── DATA FOR REVIEW
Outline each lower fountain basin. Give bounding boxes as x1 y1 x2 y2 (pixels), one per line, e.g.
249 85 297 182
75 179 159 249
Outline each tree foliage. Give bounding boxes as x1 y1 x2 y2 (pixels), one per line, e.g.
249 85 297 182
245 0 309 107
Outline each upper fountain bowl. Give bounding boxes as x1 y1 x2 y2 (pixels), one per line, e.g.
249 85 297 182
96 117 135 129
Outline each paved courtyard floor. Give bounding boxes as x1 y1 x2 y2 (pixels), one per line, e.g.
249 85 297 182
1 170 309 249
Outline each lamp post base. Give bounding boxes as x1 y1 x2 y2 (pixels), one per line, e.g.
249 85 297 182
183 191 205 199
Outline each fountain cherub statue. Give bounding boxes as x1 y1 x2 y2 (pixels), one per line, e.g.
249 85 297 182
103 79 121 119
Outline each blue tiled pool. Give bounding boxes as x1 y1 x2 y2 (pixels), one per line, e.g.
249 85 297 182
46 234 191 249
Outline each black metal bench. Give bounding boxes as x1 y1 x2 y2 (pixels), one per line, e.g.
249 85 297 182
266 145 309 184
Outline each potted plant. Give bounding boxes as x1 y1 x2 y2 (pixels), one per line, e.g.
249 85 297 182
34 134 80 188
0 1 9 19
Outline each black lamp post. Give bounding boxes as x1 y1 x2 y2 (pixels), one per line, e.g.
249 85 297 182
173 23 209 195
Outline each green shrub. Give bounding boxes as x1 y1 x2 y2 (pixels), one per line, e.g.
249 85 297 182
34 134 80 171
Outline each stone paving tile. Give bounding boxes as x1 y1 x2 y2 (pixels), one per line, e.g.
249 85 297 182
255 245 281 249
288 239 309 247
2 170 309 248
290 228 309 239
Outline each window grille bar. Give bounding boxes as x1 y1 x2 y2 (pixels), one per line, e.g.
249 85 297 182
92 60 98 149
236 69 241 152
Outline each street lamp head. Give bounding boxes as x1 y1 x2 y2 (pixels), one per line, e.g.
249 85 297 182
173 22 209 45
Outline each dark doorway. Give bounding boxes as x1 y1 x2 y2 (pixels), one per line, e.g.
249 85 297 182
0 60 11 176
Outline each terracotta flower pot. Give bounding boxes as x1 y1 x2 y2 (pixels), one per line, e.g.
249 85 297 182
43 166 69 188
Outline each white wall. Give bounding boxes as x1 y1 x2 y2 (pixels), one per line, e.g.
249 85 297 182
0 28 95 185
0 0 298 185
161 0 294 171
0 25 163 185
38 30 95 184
────
GOAL OF THE EXERCISE:
Return from the data every line that holds "black".

OUTPUT FOR THIS TASK:
Outline each black metal bench. Give bounding boxes as x1 y1 x2 y2 (pixels), one per line, e.g.
Outline each black lamp post. Give bounding boxes as x1 y1 x2 y2 (pixels), one per line, e.g.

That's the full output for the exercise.